**About this task**: Pull out every line of the listing below where "road" appears.

**Dataset**:
======

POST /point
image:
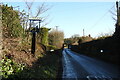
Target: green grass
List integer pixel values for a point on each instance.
(45, 67)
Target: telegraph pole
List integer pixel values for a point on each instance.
(117, 28)
(83, 32)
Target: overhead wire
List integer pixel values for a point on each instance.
(96, 23)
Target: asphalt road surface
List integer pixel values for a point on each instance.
(80, 67)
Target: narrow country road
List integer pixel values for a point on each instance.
(81, 67)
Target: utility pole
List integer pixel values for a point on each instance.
(117, 28)
(83, 32)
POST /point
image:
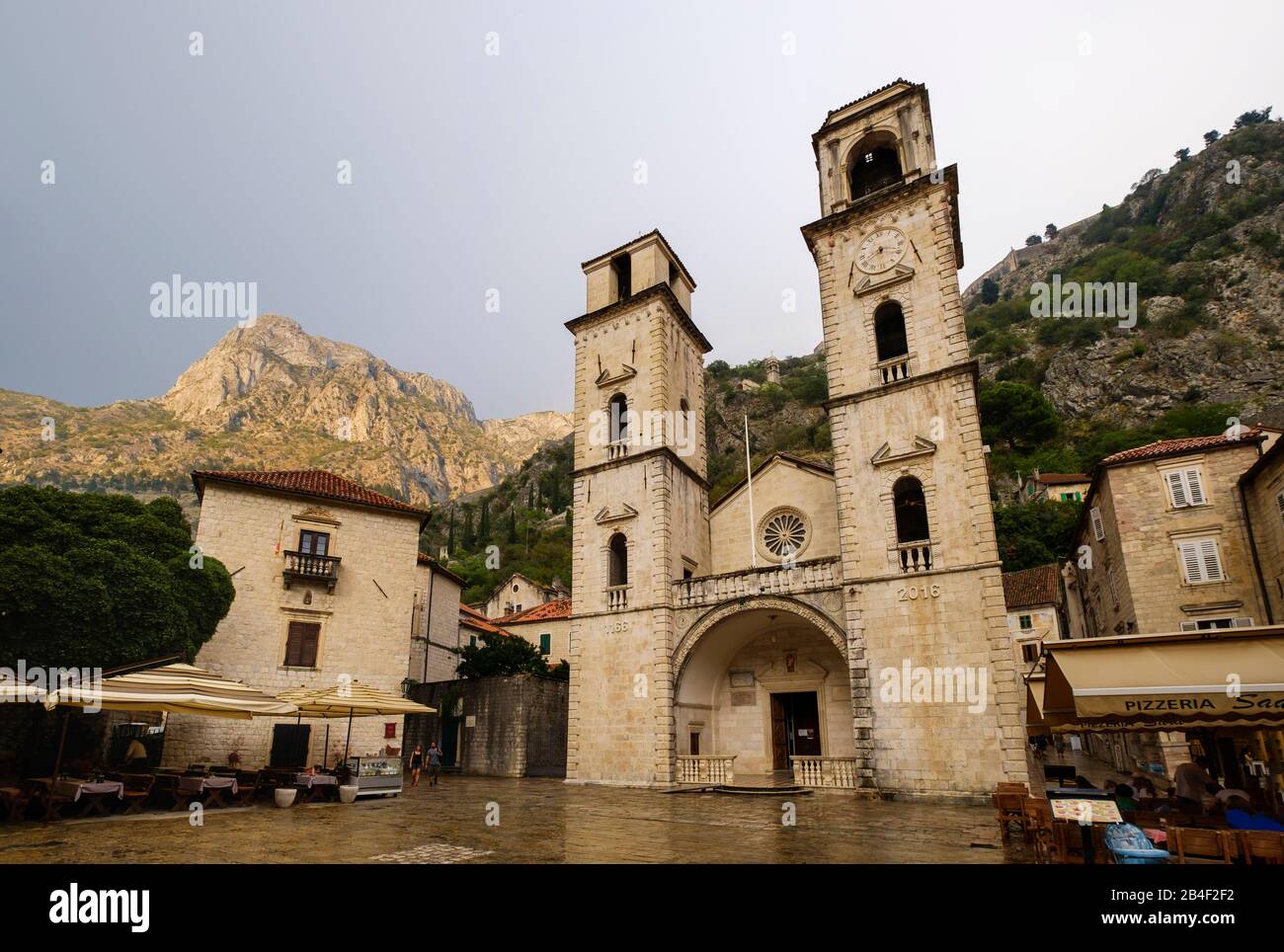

======

**Answer for the task**:
Target: asphalt road surface
Target: narrow country road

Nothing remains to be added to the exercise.